___ Data to use ___
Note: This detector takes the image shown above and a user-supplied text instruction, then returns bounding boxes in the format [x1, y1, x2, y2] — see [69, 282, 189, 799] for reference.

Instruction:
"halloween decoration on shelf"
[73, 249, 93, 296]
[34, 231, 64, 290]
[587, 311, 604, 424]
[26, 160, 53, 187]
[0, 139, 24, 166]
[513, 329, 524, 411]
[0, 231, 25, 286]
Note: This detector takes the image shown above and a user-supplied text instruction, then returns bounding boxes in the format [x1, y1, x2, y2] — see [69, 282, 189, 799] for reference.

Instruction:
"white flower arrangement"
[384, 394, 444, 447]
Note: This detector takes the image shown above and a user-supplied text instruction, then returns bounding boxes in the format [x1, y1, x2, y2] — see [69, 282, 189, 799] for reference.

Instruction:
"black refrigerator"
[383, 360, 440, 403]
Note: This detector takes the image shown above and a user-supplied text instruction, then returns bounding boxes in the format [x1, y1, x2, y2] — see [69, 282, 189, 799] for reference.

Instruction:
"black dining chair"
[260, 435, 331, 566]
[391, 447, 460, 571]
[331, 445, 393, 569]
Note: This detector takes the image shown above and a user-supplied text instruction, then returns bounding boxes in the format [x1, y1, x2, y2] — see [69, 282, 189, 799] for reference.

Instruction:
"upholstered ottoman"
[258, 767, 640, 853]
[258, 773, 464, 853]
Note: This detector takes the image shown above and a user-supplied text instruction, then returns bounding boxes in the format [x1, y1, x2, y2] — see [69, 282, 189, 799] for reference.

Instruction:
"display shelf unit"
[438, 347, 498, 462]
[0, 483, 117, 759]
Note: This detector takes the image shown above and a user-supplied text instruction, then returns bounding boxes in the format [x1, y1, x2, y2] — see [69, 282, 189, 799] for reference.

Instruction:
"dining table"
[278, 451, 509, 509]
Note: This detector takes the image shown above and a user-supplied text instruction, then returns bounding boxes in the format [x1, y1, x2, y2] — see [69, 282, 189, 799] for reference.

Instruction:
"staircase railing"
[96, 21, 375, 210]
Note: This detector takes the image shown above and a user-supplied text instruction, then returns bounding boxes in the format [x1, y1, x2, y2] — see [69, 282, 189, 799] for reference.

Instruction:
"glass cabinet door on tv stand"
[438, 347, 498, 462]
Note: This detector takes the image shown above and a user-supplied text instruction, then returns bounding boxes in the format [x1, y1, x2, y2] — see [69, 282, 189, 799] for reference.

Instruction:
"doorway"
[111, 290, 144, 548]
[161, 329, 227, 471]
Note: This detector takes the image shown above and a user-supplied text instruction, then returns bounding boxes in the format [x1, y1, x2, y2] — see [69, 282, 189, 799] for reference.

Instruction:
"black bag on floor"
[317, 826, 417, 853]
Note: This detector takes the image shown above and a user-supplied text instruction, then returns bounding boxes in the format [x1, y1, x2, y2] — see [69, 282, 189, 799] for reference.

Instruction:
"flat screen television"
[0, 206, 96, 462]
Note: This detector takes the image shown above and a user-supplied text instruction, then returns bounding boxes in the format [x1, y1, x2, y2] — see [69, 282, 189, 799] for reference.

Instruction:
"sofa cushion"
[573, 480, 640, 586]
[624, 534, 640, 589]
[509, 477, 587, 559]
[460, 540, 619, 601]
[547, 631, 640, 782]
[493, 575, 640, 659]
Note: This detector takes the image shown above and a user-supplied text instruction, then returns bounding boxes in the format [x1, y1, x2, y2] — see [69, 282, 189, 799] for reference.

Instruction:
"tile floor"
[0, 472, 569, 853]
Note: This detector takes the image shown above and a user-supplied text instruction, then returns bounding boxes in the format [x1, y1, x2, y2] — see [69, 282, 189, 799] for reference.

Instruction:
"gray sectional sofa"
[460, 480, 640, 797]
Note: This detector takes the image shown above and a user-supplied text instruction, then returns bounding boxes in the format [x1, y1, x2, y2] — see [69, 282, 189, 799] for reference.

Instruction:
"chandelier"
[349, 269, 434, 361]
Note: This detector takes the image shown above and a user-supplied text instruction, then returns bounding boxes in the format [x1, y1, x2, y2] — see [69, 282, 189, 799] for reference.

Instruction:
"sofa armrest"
___
__Objective__. Lay out the rows from the start of the stored entries through the line containing "[0, 231, 25, 286]" as a two-column CSV with the headers input and output. Give each row one line, with its text in one quoted field and its answer in another, and replace line breaks with spaces.

__Correct output__.
input,output
"Note: This detector takes the image shown above and a user-supplied text instruction, then returns bounding boxes in the format [x1, y1, x2, y2] — see [69, 282, 189, 799] for reference. Instruction: ""halloween decoration on shelf""","[73, 249, 93, 296] [34, 231, 64, 290] [587, 311, 604, 424] [26, 160, 53, 187] [0, 139, 24, 166] [513, 329, 524, 411] [0, 231, 25, 286]"